Record extracts Block Start

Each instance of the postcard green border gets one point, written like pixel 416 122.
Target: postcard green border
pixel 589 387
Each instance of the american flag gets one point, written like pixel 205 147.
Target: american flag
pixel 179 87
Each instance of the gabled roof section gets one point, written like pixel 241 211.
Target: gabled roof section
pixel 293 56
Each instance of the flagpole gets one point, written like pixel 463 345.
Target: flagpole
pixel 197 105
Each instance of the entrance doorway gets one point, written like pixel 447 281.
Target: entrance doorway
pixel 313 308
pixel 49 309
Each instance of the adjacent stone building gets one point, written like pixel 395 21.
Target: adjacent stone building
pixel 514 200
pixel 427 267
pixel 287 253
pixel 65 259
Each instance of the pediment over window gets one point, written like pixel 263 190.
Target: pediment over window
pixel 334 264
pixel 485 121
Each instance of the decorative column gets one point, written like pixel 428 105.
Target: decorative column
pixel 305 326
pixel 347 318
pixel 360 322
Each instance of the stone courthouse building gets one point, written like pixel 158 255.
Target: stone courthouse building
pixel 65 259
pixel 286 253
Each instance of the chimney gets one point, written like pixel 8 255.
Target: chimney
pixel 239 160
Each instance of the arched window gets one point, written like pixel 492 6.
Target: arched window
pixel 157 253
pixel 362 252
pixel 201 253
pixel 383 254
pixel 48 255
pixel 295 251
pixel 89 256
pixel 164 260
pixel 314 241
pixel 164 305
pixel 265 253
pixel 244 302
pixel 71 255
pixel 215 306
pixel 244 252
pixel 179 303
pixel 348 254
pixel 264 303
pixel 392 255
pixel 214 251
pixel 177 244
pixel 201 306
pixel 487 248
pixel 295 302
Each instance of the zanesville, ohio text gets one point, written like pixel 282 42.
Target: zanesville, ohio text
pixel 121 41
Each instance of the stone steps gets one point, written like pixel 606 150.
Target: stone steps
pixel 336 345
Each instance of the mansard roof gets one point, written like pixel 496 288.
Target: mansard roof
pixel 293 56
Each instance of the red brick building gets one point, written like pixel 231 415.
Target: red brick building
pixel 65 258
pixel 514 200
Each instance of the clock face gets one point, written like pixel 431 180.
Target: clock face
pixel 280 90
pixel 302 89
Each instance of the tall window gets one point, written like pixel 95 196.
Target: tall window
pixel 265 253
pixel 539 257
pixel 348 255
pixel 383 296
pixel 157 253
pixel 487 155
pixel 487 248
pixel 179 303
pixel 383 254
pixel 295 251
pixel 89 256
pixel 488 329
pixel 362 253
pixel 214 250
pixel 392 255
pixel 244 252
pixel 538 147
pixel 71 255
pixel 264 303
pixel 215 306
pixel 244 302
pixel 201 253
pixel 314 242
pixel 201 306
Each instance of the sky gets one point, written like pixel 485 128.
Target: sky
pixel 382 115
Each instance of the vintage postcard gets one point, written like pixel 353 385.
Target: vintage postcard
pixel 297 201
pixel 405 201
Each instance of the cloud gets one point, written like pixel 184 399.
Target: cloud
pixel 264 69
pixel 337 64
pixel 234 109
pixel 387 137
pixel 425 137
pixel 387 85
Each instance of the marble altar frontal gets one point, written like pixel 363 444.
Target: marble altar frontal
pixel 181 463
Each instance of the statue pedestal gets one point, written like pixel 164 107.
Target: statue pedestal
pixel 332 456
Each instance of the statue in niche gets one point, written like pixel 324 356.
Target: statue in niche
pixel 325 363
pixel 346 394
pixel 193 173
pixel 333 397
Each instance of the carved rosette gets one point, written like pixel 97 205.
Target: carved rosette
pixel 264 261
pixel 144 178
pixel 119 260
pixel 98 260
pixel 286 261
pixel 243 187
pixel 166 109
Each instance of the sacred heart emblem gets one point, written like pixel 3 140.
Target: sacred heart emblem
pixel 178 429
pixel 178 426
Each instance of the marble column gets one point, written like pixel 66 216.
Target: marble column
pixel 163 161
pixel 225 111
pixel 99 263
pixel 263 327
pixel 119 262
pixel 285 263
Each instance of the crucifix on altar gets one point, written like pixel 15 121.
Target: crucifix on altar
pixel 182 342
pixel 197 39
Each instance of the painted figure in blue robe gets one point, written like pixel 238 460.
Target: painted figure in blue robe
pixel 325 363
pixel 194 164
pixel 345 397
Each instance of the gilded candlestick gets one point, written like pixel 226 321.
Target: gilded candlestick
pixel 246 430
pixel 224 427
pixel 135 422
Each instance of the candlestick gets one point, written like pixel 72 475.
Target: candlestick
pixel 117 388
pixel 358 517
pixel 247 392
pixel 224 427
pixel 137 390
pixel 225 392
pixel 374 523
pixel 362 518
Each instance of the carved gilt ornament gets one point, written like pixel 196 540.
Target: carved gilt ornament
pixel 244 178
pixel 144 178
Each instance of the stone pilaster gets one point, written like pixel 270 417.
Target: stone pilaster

Record extracts Block End

Copy out the data exactly as it stands, leaving nothing out.

Solution for this problem:
Each instance of the postcard green border gets one point, written like pixel 416 122.
Target: postcard green border
pixel 589 387
Each instance of the american flag gets one point, written like pixel 205 147.
Target: american flag
pixel 179 87
Each instance of the gabled roof section gets one point, written like pixel 241 211.
Target: gabled roof section
pixel 293 56
Each instance of the flagpole gets one point, written like pixel 463 345.
Target: flagpole
pixel 197 105
Each instance of the entrance doorway gets one point, written like pixel 447 281.
Target: entrance doorway
pixel 313 308
pixel 49 309
Each instance of the adjacent stone building gets one point, written like pixel 395 21.
Target: adjacent stone building
pixel 514 200
pixel 427 267
pixel 287 253
pixel 65 259
Each instance of the pediment over window gets one point, written like pixel 263 190.
Target: pediment over window
pixel 334 264
pixel 485 121
Each instance of the decorative column gets one point, written like pixel 428 105.
Target: decorative column
pixel 305 326
pixel 347 318
pixel 360 322
Each instance of the stone courthouse building gets one point, written like pixel 158 255.
Target: stone courthouse building
pixel 65 259
pixel 286 253
Each instance of the chimney gets one point, written like pixel 8 255.
Target: chimney
pixel 239 160
Each instance of the arched window gets one point, written like pixel 492 6.
Target: arched window
pixel 157 253
pixel 362 252
pixel 201 253
pixel 383 254
pixel 48 255
pixel 295 251
pixel 89 256
pixel 164 260
pixel 314 241
pixel 164 305
pixel 265 253
pixel 244 302
pixel 71 255
pixel 215 306
pixel 244 252
pixel 179 303
pixel 348 254
pixel 264 303
pixel 392 255
pixel 214 251
pixel 177 244
pixel 201 306
pixel 487 248
pixel 295 302
Each instance of the zanesville, ohio text gets one point, written like pixel 282 42.
Target: zanesville, ohio text
pixel 121 41
Each instance of the stone steps gets one point, written like pixel 606 150.
Target: stone steps
pixel 336 345
Each instance of the mansard roof gets one point, written like pixel 496 288.
Target: mansard roof
pixel 293 56
Each instance of the red brick building gets one point, written like pixel 231 415.
Target: red brick building
pixel 65 258
pixel 514 200
Each instance of the clock face gets one point, written like pixel 431 180.
Target: clock face
pixel 280 90
pixel 302 89
Each instance of the tall window gets one point, written like pixel 95 196.
Target: tall window
pixel 265 253
pixel 539 257
pixel 348 255
pixel 383 296
pixel 157 253
pixel 487 155
pixel 487 248
pixel 179 303
pixel 383 254
pixel 295 251
pixel 89 256
pixel 488 329
pixel 362 253
pixel 214 250
pixel 392 255
pixel 244 252
pixel 538 147
pixel 71 255
pixel 264 303
pixel 215 306
pixel 244 302
pixel 201 253
pixel 314 242
pixel 201 306
Each instance of the sky gets one point, written like pixel 485 128.
Target: sky
pixel 382 115
Each instance of the vintage postcard gets one point, written like pixel 353 385.
Target: vintage postcard
pixel 297 201
pixel 405 201
Each instance of the cloud gets one point, written like pixel 184 399.
Target: cloud
pixel 264 69
pixel 337 64
pixel 234 109
pixel 387 137
pixel 425 137
pixel 387 85
Each instance of the marble altar frontal gets one point, written like pixel 363 444.
Target: marble altar frontal
pixel 181 463
Each instance of the statue pedestal gets one point, written like pixel 164 107.
Target: statue pedestal
pixel 332 456
Each instance of the statue in niche gets one point, written like pixel 324 356.
Target: statue in niche
pixel 325 363
pixel 346 394
pixel 193 173
pixel 333 397
Each instance of the carved rosette gets one point, written like pixel 97 205.
Target: carved rosette
pixel 264 261
pixel 144 178
pixel 119 260
pixel 98 260
pixel 286 261
pixel 243 187
pixel 166 109
Each instance of the sacred heart emblem gets one point, written like pixel 3 140.
Target: sacred heart emblem
pixel 178 429
pixel 178 426
Each instance of the marble column gets one point, written like pixel 66 216.
Target: marble column
pixel 163 161
pixel 225 111
pixel 99 263
pixel 263 327
pixel 119 262
pixel 285 263
Each instance of the crucifix on altar gets one point, written like pixel 15 121.
Target: crucifix on altar
pixel 182 342
pixel 197 39
Each instance of the painted figure in blue robe gets one point, written like pixel 238 460.
Target: painted figure in blue robe
pixel 325 363
pixel 194 164
pixel 345 397
Each instance of the gilded candlestick gets one point, written like pixel 226 321.
Target: gilded candlestick
pixel 246 430
pixel 224 427
pixel 135 422
Each instance of the candlestick gets one point, written like pixel 72 475.
Target: candlestick
pixel 117 388
pixel 358 517
pixel 247 392
pixel 224 427
pixel 137 390
pixel 225 392
pixel 374 523
pixel 362 518
Each instance of the carved gilt ornament gets one point, written like pixel 196 540.
Target: carved gilt ornament
pixel 244 178
pixel 144 178
Each instance of the stone pilaster gets one point, written like pixel 270 417.
Target: stone pilaster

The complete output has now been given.